(Recorded data):
>> START

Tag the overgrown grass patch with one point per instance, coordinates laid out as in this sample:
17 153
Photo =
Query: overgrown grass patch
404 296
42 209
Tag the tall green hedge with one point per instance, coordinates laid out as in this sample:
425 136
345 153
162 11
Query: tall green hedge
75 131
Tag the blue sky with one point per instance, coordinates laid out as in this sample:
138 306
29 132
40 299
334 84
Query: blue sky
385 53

>> END

Copy out every item above in full, requests included, and shift each coordinate in the answer points up by 126. Leave the requests and their sample coordinates as they are.

(TASK ANSWER):
Tag the overgrown grass patch with one point per instance, coordinates laid out as in this sample:
17 153
Photo =
Query: overgrown grass patch
530 422
168 335
Tag the tall green hedge with one point per instance, coordinates laid out as in this sample:
425 136
345 153
162 11
Query: tall green hedge
201 257
Tag the blue sky with one point per instance, coordinates laid out as in this sample:
138 306
29 132
40 299
334 84
Query: blue sky
511 179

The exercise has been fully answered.